◆ **Task to complete**
Answer these three questions from the piece on game tutorials:
1. Since what event has the subject been on the writer's mind?
2. Which game does the piece cite as a great example of optional tutorials?
3. Within what span of play does the writer want to be sold on a game?

[Source text — start]

That’s about the gist of what was on my mind since the Prototype 2 launch event. I really dream of a world where tutorials aren’t compulsory monsters that slow-walk you through the opening sequences of games, exhausting cool mechanics you’d much rather want to experiment with for yourself and making you perform boring, lifeless tasks multiple times as though you’re incompetent. I think most gamers would much rather have their game start off with a bang, or have the tutorial feature as either an optional thing on the side that is integrated into the game seamlessly. A great example of this, off the top of my head, was in last year’s Deus Ex: Human Revolution, where tutorials were entirely optional and popped up on the screen at set points in the game, prompting you whether or not you’d like to view a short video tutorial to explain one of the game’s mechanics. They didn’t interrupt gameplay, as they rather nicely chose to appear in the corner of the screen, and you could either ignore them completely, or view them, and that’s what I loved about the game. It didn’t assume you were a child incapable of figuring things out on your own. It allowed you the freedom to play the game and learn for yourself.
That’s what I would like to see more of. It may seem like a minor issue to many, but for me mundane and compulsory tutorials take away a lot of the initial excitement I have for a game. A lot of the initial magic for me in a game is in figuring out how things work and learning for myself how to play, and what I can and can’t do. I love that aspect – the freedom to explore the game’s mechanics and test them for myself. But compulsory tutorials take that element away, forcing me to do things in one way and one way only, reducing the magic, treating me like I’m incompetent and taking me out of the experience. When I play a game, I want to be sold within the first hour or two at most. I want to know that I’m playing this for a good reason. And when I head into any sequel, I should be made to feel as though I’m already prepared to jump in and take on a new experience in a familiar world. That’s what I want.

[Source text — finish]
[Data section — start]

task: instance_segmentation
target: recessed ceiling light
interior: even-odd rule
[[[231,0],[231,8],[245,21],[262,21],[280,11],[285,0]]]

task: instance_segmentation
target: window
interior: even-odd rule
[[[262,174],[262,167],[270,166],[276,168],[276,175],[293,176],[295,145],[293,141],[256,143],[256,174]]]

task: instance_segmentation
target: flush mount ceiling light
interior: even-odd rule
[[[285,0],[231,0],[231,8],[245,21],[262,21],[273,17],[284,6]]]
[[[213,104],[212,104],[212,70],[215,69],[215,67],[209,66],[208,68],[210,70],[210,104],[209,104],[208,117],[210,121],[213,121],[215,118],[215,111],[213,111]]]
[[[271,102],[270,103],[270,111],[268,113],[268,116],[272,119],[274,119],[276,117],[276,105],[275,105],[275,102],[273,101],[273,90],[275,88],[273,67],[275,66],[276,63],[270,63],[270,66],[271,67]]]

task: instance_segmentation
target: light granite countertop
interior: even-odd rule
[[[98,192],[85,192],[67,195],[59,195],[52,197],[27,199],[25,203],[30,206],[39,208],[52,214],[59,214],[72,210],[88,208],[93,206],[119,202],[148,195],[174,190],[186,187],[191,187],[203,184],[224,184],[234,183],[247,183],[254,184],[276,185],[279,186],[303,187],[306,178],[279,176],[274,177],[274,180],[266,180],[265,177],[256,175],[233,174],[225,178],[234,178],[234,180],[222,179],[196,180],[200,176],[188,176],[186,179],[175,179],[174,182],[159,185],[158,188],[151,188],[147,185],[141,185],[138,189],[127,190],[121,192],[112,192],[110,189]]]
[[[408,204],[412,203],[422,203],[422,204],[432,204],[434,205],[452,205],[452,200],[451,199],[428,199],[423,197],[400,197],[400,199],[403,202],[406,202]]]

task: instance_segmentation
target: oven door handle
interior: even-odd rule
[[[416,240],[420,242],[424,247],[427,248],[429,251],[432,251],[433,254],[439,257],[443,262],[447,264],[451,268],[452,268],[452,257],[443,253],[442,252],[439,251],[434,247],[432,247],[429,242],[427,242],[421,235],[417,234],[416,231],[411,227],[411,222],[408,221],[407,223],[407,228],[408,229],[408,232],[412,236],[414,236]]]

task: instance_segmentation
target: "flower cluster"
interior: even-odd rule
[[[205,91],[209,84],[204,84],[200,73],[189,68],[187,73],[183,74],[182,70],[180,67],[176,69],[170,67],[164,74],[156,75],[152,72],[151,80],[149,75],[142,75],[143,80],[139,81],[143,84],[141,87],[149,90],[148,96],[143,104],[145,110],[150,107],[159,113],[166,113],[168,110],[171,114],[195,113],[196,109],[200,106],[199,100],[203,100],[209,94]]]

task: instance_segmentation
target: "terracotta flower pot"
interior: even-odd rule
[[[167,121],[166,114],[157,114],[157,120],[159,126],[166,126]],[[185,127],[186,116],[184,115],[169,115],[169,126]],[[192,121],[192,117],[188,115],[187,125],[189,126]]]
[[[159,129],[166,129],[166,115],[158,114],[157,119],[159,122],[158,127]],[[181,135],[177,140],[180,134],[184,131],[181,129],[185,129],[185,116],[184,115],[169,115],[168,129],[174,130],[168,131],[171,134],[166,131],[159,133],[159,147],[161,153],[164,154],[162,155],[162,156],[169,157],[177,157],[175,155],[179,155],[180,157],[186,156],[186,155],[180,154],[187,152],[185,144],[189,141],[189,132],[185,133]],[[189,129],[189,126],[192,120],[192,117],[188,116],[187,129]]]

[Data section — finish]

◆ **Response to this exercise**
1. The Prototype 2 launch event.
2. Deus Ex: Human Revolution.
3. The first hour or two at most.